Excerpt to read:

Montana state employees have been patiently awaiting the hearing throughout the 2015 legislative session.

HB 13 contains the pay plan negotiated between the governor’s office and state employee unions. State law requires employee unions and the governor’s office to agree to a pay plan before each legislative session. But the legislature must yet approve the agreement by passing HB 13.

The pay plan in HB 13 provides very modest salary and benefit improvements for state employees:

• 50-cents-per-hour increase in base pay for all state employees beginning October 2015, and another 50-cent increase beginning October 2016.
 
• Increases in the state’s contribution to state employee health insurance premiums in 2016 and 2017.
 

Background:
Unfortunately, the recent history of the Montana state pay plan has been a story of frustration and political games.
 

In 2009, state employees voluntarily agreed to a pay freeze for the 2011 biennium, which played a major role in helping the State of Montana get safely through the Great Recession.
 

In 2011, despite having plenty of available cash on hand, the legislative majority refused to act on the pay plan, thus freezing state employee pay for another two years.

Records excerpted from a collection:
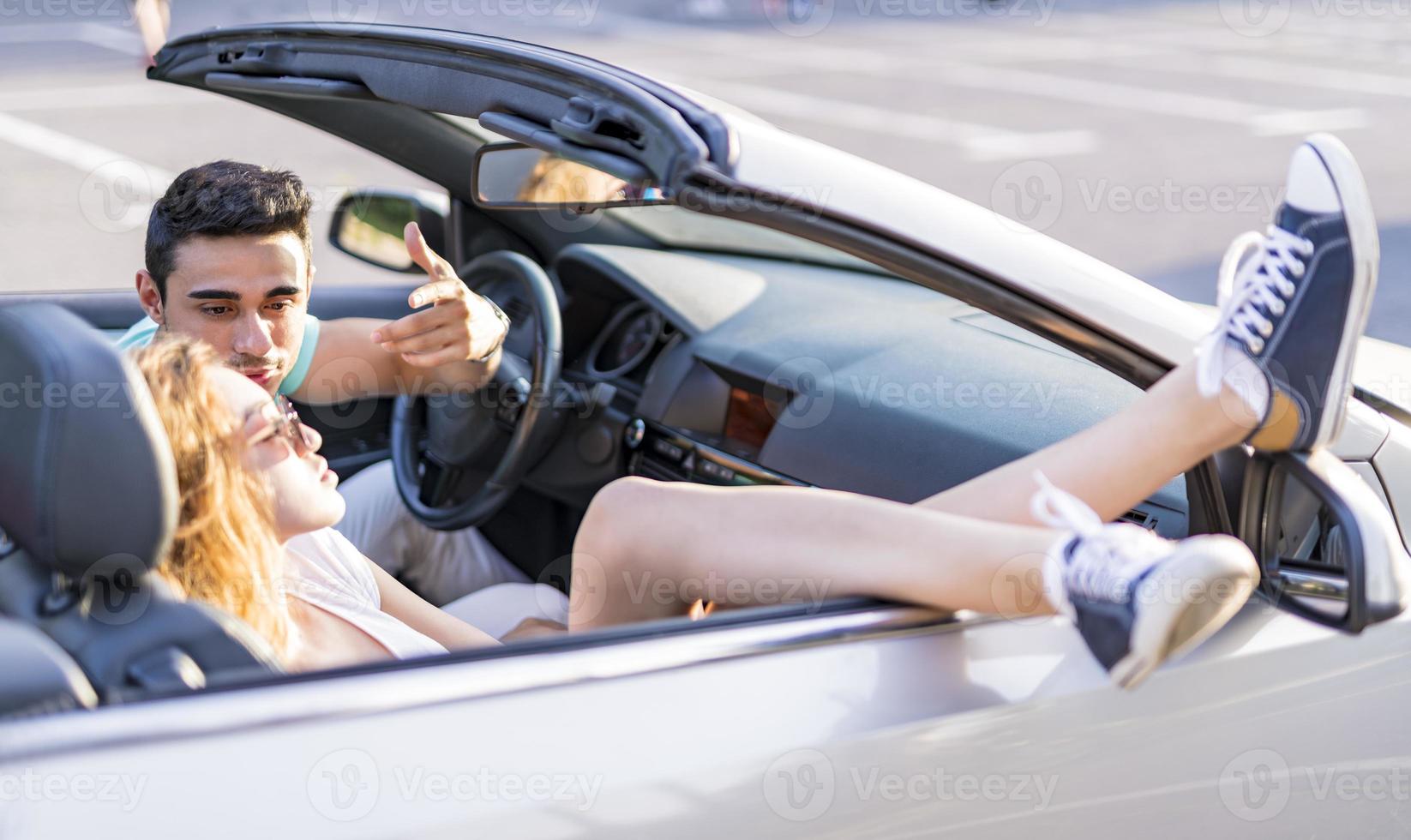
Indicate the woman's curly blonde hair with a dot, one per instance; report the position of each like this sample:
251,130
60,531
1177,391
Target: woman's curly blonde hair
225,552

* * *

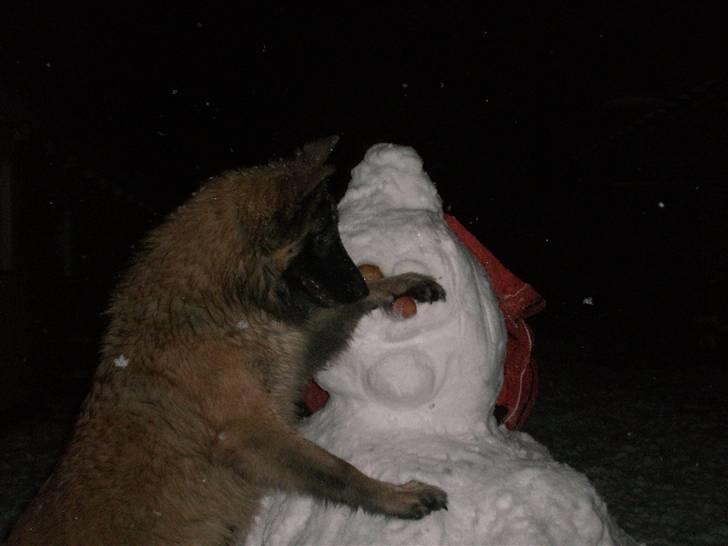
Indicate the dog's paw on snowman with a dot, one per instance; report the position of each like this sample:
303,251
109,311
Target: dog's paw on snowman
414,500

Task item:
Copy the part of the passage on the Montana state employee pay plan starting with "HB 13 contains" and going on through "and political games.".

Your solution:
HB 13 contains the pay plan negotiated between the governor’s office and state employee unions. State law requires employee unions and the governor’s office to agree to a pay plan before each legislative session. But the legislature must yet approve the agreement by passing HB 13.

The pay plan in HB 13 provides very modest salary and benefit improvements for state employees:

• 50-cents-per-hour increase in base pay for all state employees beginning October 2015, and another 50-cent increase beginning October 2016.
 
• Increases in the state’s contribution to state employee health insurance premiums in 2016 and 2017.
 

Background:
Unfortunately, the recent history of the Montana state pay plan has been a story of frustration and political games.